Report how many lines in the material below contain the string "clicks", giving only the number.

→ Entries supplied:
◇ ◇ ◇

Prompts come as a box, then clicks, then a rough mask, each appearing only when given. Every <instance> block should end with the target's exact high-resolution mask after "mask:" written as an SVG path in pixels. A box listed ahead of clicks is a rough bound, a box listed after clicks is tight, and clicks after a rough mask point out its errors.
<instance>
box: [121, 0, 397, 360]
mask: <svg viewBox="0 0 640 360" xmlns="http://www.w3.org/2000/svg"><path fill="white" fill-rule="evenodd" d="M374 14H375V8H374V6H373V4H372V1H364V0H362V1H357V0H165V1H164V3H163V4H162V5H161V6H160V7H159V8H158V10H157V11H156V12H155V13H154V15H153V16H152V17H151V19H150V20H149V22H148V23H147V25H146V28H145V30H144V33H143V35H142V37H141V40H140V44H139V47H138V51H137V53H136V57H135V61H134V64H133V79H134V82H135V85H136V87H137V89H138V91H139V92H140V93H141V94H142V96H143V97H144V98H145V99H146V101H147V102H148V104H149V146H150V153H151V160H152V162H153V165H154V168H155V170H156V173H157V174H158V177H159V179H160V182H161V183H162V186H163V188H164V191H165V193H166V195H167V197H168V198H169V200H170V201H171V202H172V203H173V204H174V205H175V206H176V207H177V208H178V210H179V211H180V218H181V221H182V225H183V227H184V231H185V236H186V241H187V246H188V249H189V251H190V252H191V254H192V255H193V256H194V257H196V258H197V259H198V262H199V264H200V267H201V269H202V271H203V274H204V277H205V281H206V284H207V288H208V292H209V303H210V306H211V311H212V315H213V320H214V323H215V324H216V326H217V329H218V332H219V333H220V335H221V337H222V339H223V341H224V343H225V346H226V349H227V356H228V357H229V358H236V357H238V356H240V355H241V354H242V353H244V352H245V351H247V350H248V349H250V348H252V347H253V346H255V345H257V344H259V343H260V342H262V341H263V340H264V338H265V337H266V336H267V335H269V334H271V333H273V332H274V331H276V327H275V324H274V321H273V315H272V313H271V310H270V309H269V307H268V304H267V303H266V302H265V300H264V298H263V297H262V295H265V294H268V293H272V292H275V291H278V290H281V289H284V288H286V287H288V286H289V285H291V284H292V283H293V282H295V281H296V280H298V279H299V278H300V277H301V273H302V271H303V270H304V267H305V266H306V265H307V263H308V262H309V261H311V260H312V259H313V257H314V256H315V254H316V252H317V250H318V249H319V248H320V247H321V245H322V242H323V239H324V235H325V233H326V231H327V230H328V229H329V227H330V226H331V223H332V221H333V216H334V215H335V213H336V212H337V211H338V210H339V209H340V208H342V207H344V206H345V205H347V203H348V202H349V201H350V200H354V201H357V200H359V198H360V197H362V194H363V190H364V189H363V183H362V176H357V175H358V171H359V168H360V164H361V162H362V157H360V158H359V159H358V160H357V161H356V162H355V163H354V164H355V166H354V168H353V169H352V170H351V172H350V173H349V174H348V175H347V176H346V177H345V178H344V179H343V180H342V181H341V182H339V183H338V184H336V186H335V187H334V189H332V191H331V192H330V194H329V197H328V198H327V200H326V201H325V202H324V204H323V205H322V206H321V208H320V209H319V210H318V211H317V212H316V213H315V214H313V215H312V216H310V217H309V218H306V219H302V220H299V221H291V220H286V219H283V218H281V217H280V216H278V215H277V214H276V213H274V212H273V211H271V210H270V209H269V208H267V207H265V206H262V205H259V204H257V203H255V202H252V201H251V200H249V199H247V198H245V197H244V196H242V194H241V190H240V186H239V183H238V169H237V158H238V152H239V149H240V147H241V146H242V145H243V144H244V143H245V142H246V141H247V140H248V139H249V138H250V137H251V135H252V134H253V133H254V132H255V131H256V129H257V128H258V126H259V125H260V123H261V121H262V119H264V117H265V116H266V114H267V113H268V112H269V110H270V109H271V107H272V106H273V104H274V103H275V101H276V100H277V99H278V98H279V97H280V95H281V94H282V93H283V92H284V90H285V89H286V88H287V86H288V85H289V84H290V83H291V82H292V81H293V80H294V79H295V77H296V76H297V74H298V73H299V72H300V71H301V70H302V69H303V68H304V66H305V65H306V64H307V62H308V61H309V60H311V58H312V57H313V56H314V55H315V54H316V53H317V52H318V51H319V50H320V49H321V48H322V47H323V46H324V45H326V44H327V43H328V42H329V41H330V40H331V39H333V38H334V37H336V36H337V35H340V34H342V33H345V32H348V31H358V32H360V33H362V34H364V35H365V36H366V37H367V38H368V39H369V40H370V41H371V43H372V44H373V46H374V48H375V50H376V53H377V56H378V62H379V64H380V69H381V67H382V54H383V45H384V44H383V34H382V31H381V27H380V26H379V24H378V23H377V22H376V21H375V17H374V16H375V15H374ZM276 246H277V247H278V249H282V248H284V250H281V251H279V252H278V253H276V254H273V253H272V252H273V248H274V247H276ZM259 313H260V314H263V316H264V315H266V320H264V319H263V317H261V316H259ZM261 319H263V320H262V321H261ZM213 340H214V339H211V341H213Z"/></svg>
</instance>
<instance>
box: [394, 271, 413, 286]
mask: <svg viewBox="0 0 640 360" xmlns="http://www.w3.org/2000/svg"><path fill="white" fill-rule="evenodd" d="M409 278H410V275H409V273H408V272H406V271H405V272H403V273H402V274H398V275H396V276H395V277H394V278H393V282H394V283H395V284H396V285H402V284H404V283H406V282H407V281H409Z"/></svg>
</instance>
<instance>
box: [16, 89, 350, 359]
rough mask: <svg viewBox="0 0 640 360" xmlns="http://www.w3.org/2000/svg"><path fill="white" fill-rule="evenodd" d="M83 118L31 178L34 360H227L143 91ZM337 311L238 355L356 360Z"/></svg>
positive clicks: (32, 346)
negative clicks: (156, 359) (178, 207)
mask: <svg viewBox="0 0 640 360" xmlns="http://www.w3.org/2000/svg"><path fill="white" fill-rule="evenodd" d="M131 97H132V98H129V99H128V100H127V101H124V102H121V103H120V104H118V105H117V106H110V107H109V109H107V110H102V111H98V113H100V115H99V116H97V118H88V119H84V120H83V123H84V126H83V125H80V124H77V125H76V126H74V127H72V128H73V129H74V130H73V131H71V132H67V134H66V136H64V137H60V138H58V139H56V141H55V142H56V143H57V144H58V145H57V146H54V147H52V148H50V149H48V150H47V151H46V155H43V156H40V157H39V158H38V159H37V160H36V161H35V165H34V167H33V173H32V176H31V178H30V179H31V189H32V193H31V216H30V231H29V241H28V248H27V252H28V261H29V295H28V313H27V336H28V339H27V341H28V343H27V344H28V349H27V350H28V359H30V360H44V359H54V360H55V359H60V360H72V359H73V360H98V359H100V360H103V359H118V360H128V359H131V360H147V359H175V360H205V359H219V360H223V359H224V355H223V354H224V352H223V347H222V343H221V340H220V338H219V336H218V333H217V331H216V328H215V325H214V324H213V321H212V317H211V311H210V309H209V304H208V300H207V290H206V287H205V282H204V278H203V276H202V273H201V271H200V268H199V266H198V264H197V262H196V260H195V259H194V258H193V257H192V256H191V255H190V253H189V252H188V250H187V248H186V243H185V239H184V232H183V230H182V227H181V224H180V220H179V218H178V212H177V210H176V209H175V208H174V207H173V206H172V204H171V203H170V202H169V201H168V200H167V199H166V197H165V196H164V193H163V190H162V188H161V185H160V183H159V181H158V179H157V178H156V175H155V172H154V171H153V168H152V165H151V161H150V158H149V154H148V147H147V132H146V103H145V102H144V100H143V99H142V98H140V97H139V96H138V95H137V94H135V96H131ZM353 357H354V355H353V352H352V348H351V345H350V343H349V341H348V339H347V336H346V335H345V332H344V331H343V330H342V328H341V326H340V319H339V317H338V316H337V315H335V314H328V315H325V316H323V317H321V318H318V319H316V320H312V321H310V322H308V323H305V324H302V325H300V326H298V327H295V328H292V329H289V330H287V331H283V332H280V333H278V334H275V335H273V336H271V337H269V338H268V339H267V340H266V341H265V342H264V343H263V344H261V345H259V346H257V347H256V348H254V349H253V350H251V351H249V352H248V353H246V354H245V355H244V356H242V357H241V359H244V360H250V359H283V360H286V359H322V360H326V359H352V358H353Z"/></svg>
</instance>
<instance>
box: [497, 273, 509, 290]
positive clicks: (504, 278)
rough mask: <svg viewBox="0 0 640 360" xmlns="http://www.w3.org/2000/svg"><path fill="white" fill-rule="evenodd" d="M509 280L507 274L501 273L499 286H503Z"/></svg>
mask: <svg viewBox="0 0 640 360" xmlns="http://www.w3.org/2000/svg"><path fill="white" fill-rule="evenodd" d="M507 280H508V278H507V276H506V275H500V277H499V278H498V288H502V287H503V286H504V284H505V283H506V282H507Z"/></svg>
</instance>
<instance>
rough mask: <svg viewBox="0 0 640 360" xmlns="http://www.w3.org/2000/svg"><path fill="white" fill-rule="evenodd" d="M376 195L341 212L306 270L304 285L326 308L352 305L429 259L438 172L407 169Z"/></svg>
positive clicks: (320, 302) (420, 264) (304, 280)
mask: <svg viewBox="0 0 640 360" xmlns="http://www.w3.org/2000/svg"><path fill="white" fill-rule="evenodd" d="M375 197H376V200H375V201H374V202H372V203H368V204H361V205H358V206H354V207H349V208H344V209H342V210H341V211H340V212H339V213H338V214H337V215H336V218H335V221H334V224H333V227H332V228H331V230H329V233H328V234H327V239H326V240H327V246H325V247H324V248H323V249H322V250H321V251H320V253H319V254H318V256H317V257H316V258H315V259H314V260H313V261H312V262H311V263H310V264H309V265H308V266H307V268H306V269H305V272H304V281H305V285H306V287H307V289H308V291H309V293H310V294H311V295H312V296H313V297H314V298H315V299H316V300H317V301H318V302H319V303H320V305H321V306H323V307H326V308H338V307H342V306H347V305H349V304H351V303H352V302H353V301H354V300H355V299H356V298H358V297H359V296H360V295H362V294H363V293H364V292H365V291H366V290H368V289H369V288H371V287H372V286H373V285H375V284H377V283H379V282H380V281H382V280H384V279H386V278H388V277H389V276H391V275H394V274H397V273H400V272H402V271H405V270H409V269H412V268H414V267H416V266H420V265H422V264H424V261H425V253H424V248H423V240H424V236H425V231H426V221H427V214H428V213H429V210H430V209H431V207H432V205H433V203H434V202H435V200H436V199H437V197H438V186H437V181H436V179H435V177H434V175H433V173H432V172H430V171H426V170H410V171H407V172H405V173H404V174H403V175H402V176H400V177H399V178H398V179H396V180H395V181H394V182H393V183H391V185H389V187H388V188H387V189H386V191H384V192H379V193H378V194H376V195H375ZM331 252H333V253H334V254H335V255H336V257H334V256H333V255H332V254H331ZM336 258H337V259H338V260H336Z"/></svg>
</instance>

◇ ◇ ◇

→ Solution to the problem: 5